### WHAT IS ASKED
Gather every row below that contains the string "building". Case counts.

(Object detection data)

%%

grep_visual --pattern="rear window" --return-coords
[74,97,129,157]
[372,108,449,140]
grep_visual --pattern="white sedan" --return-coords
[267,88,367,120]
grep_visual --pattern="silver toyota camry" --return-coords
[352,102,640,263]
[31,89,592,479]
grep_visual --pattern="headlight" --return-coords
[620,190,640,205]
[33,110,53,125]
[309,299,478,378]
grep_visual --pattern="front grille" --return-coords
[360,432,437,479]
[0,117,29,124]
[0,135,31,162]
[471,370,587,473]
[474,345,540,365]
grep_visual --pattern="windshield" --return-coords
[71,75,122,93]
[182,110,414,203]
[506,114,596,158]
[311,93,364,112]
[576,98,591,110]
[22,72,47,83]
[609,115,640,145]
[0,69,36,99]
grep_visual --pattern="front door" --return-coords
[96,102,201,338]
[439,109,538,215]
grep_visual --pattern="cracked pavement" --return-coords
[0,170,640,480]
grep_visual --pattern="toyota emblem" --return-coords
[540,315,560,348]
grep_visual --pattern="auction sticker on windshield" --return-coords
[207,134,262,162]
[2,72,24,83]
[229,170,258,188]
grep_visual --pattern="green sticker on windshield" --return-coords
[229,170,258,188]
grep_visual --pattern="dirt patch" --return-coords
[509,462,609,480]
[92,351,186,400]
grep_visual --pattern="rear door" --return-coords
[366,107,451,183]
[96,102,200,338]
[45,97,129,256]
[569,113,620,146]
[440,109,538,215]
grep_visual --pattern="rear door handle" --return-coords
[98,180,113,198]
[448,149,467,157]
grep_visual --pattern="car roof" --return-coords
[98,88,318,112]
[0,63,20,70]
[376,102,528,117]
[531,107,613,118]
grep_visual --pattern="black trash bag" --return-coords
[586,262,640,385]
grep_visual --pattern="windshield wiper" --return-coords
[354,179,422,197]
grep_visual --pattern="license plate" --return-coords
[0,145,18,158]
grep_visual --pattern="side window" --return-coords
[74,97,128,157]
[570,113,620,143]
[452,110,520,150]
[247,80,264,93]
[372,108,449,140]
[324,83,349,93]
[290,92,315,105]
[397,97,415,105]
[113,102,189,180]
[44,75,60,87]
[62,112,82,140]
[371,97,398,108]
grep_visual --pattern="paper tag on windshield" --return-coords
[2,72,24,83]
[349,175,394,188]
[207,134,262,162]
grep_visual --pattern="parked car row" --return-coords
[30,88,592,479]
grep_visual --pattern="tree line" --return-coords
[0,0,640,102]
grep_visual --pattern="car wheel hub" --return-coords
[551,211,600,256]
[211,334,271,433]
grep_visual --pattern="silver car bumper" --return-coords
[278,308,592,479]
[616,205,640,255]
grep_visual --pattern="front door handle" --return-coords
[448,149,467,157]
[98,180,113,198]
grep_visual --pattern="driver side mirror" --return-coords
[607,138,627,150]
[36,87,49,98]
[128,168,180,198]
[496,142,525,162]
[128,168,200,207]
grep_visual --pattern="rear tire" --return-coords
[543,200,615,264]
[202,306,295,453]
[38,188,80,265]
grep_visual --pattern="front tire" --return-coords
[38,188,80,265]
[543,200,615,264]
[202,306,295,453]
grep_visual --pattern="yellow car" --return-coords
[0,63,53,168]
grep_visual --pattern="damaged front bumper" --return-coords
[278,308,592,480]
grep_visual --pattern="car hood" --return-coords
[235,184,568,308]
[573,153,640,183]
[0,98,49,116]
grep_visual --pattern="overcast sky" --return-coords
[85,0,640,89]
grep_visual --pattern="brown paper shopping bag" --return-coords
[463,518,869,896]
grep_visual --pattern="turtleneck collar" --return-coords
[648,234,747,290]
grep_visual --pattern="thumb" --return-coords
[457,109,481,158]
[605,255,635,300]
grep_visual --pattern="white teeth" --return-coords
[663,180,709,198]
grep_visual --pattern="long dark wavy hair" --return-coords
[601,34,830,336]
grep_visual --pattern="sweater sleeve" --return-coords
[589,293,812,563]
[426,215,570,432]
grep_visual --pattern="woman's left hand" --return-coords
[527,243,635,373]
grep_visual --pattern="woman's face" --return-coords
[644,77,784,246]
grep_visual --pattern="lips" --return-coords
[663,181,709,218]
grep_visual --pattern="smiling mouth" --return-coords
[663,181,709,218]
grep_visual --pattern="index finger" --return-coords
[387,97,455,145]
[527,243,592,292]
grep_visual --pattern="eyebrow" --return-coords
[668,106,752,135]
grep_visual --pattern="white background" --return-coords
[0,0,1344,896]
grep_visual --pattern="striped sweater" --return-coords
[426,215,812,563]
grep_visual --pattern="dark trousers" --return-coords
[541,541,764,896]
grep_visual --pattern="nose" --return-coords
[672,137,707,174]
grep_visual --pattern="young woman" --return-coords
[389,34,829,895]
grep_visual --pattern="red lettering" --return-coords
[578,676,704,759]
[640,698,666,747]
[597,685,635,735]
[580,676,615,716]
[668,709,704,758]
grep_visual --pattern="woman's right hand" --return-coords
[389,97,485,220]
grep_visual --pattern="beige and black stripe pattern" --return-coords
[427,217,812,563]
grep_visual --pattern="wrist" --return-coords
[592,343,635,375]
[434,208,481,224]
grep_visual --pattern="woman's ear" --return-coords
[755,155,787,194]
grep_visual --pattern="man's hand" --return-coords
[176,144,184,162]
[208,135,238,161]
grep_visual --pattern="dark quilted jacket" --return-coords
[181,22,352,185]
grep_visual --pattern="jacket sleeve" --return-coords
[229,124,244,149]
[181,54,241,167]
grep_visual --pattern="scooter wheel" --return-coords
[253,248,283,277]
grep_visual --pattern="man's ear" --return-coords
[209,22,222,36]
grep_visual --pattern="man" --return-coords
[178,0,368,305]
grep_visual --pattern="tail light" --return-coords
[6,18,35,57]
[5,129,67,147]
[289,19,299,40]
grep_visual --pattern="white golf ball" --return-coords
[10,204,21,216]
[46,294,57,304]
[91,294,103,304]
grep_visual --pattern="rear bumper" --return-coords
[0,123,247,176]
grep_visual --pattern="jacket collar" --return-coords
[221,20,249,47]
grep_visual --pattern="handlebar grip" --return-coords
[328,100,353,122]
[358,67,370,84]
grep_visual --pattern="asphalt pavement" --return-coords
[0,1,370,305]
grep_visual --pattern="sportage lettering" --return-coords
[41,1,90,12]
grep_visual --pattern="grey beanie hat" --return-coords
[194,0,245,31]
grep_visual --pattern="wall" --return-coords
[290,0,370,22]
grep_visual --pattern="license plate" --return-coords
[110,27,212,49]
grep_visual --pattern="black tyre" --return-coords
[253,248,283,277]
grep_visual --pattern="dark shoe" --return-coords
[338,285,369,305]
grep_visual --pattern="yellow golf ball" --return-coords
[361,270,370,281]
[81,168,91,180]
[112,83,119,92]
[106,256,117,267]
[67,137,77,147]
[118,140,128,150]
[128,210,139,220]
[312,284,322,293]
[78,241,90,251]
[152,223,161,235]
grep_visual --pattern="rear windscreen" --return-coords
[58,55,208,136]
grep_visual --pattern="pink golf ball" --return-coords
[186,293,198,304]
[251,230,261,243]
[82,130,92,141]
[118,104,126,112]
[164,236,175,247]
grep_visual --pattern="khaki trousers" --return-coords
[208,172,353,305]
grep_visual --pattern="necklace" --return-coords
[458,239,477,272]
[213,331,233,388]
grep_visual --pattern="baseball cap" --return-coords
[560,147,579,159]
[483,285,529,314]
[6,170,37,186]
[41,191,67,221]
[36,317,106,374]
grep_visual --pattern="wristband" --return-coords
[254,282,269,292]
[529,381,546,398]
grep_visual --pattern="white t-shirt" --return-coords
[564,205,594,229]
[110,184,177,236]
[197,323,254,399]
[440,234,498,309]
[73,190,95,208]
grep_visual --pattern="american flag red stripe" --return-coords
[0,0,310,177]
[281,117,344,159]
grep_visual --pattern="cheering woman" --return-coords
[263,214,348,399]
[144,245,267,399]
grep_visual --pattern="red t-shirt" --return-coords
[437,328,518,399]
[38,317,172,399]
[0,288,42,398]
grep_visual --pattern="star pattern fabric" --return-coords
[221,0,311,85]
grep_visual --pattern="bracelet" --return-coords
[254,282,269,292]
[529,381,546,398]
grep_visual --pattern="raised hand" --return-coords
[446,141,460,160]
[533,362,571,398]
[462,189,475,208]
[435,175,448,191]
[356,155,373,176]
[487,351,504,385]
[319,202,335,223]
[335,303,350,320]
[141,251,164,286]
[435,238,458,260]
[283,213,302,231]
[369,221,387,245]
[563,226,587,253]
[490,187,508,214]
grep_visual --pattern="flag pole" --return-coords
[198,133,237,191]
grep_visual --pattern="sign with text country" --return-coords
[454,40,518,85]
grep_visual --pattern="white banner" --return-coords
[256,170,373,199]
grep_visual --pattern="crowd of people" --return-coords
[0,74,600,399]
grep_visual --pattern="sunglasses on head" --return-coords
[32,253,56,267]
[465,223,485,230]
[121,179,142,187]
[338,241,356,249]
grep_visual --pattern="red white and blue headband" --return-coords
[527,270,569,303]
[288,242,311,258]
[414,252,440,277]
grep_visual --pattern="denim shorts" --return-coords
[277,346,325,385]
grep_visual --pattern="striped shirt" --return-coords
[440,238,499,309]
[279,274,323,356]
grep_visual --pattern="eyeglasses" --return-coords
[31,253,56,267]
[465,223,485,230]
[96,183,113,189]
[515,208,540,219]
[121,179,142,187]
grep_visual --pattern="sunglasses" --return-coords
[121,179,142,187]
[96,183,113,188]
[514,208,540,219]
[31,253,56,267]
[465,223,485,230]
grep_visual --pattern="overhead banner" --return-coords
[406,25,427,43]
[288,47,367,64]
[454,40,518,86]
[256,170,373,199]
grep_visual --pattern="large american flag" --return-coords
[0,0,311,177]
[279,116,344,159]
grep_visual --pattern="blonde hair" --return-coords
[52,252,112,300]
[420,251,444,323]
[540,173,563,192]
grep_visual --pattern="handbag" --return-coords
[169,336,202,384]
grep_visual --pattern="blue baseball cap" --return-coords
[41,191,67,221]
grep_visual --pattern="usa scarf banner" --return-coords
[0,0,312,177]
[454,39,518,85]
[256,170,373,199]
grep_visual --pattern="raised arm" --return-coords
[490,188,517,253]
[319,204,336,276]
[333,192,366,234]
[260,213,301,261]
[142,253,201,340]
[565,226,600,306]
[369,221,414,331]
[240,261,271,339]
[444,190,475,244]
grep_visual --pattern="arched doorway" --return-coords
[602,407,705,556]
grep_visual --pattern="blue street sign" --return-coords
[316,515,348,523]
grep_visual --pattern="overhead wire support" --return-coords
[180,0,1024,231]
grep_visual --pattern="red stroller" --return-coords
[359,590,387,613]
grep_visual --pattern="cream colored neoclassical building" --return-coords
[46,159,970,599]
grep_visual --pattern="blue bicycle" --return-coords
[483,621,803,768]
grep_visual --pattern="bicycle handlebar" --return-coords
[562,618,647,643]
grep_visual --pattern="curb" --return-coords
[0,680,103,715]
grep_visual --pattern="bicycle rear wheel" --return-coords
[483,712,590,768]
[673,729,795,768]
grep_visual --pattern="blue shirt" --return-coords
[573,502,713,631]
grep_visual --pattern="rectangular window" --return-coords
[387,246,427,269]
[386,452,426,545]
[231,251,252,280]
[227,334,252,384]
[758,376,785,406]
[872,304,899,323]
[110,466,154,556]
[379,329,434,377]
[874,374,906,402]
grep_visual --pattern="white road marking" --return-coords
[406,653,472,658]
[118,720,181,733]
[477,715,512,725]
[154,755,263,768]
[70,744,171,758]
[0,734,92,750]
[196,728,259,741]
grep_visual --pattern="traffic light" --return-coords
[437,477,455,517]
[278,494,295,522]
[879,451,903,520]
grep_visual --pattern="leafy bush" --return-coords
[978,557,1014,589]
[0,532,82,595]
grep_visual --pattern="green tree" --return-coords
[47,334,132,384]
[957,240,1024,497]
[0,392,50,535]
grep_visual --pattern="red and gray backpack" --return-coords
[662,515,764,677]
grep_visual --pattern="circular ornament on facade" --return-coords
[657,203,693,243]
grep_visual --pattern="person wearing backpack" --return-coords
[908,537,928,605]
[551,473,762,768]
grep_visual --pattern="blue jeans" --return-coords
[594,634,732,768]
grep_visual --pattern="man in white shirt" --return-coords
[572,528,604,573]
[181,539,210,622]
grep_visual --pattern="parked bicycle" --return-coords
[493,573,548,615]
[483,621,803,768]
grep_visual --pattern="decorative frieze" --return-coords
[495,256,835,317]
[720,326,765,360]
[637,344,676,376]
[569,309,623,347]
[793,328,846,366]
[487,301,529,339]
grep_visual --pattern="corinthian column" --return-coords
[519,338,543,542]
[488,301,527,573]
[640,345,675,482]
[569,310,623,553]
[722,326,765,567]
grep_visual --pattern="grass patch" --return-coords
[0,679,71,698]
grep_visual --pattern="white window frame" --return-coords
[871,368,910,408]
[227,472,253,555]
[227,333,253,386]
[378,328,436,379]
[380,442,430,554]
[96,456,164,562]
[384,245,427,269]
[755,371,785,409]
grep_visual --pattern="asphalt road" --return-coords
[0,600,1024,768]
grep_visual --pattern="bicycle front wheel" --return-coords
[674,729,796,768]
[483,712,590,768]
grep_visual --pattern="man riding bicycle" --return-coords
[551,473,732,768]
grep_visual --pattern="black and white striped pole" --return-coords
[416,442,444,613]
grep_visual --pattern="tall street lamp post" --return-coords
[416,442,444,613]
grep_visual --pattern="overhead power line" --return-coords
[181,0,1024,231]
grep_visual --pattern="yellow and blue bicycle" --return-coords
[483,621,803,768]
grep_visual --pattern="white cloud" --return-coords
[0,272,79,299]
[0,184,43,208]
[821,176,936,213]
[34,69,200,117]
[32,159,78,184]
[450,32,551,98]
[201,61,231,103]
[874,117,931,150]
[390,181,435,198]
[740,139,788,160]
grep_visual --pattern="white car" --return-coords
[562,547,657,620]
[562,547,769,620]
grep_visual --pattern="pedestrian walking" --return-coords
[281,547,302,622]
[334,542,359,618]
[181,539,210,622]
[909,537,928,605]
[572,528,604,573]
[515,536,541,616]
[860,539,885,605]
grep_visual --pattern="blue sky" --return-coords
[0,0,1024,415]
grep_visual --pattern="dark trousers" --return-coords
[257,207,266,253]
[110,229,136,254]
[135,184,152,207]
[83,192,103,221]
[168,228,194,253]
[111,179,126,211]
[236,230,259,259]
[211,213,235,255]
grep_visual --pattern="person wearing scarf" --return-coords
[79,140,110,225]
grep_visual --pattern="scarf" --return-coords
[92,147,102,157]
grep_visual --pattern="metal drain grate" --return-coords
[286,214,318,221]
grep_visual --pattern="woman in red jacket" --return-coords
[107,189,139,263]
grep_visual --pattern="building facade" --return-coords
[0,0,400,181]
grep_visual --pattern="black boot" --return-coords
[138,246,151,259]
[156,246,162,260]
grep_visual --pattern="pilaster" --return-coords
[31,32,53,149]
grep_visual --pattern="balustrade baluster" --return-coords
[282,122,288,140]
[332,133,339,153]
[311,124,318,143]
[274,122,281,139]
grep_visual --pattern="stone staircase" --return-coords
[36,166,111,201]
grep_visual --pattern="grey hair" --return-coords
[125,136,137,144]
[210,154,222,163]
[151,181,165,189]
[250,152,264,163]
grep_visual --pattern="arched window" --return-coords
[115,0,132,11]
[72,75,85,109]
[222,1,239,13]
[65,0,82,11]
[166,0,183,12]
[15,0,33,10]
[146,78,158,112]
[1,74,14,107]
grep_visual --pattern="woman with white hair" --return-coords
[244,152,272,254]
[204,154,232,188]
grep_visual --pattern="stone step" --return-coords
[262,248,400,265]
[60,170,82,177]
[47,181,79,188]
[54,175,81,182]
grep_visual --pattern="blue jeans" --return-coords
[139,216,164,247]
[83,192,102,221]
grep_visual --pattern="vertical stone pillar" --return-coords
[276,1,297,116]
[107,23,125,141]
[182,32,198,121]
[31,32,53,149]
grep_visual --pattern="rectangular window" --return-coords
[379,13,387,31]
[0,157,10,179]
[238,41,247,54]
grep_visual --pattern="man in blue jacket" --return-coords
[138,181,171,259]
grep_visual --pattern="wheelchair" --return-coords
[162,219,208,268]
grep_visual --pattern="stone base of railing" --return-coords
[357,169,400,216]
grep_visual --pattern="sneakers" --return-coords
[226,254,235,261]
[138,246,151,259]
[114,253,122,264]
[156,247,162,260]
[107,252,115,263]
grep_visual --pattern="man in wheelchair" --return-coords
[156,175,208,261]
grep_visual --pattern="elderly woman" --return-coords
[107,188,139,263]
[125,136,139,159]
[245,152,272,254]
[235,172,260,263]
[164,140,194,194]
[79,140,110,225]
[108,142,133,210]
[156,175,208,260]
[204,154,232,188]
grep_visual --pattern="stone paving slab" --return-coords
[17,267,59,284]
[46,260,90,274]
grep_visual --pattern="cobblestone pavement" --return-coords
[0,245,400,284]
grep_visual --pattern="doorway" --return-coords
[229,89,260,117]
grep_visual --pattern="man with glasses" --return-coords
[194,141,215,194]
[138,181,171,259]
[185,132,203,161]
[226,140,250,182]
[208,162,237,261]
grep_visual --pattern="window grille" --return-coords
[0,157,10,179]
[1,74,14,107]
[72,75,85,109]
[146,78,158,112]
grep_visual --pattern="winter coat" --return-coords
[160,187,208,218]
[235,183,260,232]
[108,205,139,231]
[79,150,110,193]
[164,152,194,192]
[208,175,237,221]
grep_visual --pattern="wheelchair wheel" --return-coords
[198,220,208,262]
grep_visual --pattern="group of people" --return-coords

%%

### RESULT FOR THIS EXERCISE
grep_visual --pattern="cream colored neoclassical building" --return-coords
grep_visual --pattern="building facade" --return-coords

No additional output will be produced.